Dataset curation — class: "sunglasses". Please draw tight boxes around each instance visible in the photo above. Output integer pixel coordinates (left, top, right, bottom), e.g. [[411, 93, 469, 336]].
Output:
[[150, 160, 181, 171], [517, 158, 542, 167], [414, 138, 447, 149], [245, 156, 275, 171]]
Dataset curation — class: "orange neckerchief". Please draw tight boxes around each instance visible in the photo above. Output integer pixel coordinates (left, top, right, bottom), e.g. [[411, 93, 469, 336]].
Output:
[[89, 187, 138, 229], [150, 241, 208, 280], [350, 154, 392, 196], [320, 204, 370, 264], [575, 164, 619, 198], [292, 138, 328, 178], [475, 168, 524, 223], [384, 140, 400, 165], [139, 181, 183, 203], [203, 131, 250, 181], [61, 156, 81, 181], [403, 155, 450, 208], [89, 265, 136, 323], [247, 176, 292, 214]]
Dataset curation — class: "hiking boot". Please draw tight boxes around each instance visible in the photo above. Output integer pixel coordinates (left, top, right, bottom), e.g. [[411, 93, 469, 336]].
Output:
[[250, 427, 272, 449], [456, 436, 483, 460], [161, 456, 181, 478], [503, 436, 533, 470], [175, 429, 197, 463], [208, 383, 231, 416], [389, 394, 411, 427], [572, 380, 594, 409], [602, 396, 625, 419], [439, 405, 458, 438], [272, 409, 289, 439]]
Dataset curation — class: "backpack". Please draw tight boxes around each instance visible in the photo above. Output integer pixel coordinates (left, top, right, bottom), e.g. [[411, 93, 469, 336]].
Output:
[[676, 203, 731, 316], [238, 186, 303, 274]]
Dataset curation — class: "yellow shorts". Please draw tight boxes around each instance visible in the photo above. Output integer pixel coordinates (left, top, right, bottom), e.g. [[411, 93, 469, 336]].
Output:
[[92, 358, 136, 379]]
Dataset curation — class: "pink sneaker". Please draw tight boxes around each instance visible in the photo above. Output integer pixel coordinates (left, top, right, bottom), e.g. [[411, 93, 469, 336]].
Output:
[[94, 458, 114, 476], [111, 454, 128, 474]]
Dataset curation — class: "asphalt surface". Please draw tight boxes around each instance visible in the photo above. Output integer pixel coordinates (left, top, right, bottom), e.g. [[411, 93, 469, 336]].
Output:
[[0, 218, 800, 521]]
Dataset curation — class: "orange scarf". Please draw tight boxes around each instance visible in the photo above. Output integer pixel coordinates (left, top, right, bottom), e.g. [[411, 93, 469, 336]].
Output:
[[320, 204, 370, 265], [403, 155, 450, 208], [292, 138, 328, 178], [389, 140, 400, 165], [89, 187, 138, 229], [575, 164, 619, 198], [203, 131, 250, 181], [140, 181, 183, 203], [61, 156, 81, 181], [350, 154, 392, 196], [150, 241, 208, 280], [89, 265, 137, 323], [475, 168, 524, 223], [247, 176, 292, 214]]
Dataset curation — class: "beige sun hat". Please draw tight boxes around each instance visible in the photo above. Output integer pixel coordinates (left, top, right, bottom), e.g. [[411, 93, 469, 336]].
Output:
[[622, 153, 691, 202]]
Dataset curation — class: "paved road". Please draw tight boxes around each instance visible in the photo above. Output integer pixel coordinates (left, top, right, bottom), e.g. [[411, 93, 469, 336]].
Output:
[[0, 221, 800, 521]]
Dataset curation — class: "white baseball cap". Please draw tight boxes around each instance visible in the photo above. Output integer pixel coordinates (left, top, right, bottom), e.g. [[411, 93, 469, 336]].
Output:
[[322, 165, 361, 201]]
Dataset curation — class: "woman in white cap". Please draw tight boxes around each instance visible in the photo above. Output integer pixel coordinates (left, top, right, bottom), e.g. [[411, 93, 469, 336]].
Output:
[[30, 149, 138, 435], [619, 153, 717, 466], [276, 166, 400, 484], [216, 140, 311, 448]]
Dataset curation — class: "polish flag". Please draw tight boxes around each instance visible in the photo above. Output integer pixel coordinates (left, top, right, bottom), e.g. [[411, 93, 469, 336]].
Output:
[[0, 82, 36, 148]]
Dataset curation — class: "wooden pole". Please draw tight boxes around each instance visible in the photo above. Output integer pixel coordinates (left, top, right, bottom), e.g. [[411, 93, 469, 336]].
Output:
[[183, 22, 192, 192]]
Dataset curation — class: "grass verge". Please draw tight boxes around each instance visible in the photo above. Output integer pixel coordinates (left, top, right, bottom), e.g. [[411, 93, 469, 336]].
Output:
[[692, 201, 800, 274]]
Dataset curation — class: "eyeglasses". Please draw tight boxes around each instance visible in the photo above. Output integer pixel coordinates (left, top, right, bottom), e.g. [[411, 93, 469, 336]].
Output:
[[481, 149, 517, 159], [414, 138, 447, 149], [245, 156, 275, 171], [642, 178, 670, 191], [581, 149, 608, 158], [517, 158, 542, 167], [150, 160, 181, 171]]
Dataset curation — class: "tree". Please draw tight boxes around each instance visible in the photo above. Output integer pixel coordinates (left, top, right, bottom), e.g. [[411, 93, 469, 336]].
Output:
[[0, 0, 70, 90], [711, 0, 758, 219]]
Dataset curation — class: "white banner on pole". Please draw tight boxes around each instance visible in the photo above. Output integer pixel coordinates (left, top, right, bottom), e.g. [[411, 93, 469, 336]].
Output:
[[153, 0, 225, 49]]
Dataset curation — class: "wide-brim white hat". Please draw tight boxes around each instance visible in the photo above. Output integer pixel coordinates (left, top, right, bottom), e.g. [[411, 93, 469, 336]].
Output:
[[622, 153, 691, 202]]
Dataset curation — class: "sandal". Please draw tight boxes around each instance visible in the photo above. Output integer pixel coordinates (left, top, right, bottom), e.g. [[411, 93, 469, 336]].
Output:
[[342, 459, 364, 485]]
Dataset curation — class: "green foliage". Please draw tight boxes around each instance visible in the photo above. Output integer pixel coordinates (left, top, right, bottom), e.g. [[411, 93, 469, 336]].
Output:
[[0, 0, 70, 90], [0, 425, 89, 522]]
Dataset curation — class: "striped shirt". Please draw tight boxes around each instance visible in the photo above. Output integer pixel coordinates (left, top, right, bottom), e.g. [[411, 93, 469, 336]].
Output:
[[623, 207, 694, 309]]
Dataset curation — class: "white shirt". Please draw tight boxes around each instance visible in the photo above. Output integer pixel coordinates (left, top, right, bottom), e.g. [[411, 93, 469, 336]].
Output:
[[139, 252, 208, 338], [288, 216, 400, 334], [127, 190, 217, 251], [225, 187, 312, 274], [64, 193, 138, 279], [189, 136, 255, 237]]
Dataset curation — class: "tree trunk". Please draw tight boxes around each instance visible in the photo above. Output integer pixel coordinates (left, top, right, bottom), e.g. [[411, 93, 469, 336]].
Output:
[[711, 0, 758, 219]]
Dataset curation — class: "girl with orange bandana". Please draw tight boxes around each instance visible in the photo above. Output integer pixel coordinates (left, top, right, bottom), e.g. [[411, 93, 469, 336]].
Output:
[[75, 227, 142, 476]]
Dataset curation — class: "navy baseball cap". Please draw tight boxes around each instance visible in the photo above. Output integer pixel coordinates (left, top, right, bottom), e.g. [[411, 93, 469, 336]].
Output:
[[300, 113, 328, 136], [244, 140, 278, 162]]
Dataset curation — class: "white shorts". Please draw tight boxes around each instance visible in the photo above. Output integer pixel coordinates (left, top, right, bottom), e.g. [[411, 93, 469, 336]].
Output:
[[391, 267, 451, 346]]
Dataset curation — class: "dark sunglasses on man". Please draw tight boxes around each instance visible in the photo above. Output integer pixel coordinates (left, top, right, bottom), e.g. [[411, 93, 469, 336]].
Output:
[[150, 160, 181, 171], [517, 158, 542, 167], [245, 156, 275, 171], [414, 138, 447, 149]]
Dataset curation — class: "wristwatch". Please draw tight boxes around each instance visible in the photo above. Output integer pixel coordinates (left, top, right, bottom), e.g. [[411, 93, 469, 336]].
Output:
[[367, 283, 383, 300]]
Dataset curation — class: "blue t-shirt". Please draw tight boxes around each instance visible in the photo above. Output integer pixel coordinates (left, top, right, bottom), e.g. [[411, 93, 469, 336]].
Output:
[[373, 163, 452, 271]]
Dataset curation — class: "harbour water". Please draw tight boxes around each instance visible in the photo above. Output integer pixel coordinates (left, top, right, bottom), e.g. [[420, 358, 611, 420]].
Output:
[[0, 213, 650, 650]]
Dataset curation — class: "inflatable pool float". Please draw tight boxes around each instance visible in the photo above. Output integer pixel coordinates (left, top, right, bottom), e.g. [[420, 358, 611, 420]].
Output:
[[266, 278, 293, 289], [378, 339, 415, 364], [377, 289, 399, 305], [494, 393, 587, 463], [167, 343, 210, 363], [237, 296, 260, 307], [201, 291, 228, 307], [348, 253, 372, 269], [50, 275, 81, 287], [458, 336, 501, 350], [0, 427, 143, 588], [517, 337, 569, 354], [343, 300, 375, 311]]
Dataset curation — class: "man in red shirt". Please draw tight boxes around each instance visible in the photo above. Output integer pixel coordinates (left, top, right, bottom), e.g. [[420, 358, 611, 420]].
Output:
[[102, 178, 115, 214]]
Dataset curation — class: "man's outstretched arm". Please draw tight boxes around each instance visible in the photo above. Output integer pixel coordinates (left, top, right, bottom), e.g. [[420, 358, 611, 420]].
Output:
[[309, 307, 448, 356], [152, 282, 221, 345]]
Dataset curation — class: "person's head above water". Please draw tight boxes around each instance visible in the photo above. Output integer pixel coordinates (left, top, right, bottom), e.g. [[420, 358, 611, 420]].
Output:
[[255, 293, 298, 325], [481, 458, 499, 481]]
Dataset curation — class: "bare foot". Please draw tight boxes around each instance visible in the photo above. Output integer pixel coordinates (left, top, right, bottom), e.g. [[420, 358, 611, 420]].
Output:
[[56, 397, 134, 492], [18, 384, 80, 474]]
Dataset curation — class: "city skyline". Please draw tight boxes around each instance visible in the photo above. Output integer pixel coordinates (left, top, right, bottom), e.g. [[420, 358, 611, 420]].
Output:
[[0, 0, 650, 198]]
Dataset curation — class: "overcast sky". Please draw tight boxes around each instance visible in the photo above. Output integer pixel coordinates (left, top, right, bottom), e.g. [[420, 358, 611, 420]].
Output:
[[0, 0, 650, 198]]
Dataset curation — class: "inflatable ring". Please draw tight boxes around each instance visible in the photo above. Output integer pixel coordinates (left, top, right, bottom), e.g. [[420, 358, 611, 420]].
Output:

__Request__: Copy the material word for word from its first line through the line containing "323], [247, 176, 292, 214]]", including both of those lines.

__Task response__:
Dataset curation — class: "sunglasses". Please draw tight boxes around each instance visible in the photo above. Output integer pixel coordinates (left, top, right, bottom), e.g. [[411, 93, 469, 336]].
Output:
[[150, 160, 181, 171], [517, 158, 542, 167], [414, 138, 447, 149], [245, 156, 275, 171]]
Dataset curation — class: "orange neckerchief". Please draw tight boxes around each instance visible in the photo above. Output integer pixel coordinates (left, top, right, bottom), e.g. [[411, 93, 469, 336]].
Output:
[[89, 187, 138, 229], [150, 241, 208, 280], [350, 154, 392, 196], [320, 204, 370, 264], [575, 164, 619, 198], [292, 138, 328, 178], [475, 168, 524, 223], [384, 140, 400, 165], [139, 181, 183, 203], [203, 131, 250, 181], [61, 156, 81, 181], [403, 155, 450, 208], [89, 265, 136, 323], [247, 176, 292, 214]]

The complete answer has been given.